------ Source passage ------
Dean Olsen, a staff writer for The Illinois Times who worked with Schoenburg at The State Journal-Register, noted that Schoenburg’s presence in the newsroom helped influence other reporters at the paper.

“I think a lot of us learned from Bernie just by observing him,” Olsen said. “He brought a tremendous amount of energy and aggressiveness to his reporting.”

In particular, Olsen brought up Schoenburg’s ability to press his sources for answers while also remaining respectful to them. 

“It was interesting to hear him in his phone interviews with different political figures,” Olsen said. “We’d hear him interrogating people and often not getting the answers he wanted and then continuing to press, and just learning how to press people without being a jerk.”

Throughout the late 2000s and the early 2010s, The State Journal-Register’s staff saw a continued lack of pay increases and gradual downsizing of staff, causing the Journal-Register’s employees to unionize, which Olsen helped spearhead. According to Olsen, Schoenburg was a supporter of the movement to unionize “all along.”

“He was one of our key supporters, and he was a union member when we formed,” Olsen said.

Schoenburg retired from The State Journal-Register in December 2020 after spending more than 30 years writing for the paper.

“For 28 years I had the political column in addition to mostly political stories and other things,” he said. “And I did a lot of local coverage — who’s running for what, who’s on city council, who’s running for mayor. I would cover the hot race, whatever it was.”
------
| Task brief |
In the passage about Schoenburg, condense the paragraph beginning "Throughout the late 2000s" into one shorter sentence that keeps its main facts. The lines come from a separate source unrelated to the passage about Schoenburg.
------ The data ------
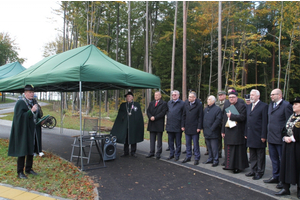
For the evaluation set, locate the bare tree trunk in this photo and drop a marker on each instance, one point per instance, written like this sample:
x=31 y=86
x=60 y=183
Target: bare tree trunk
------
| Exercise solution |
Stagnant pay and gradual staff cuts in the late 2000s and early 2010s led State Journal-Register employees to unionize, an effort Olsen helped lead and Schoenburg supported "all along."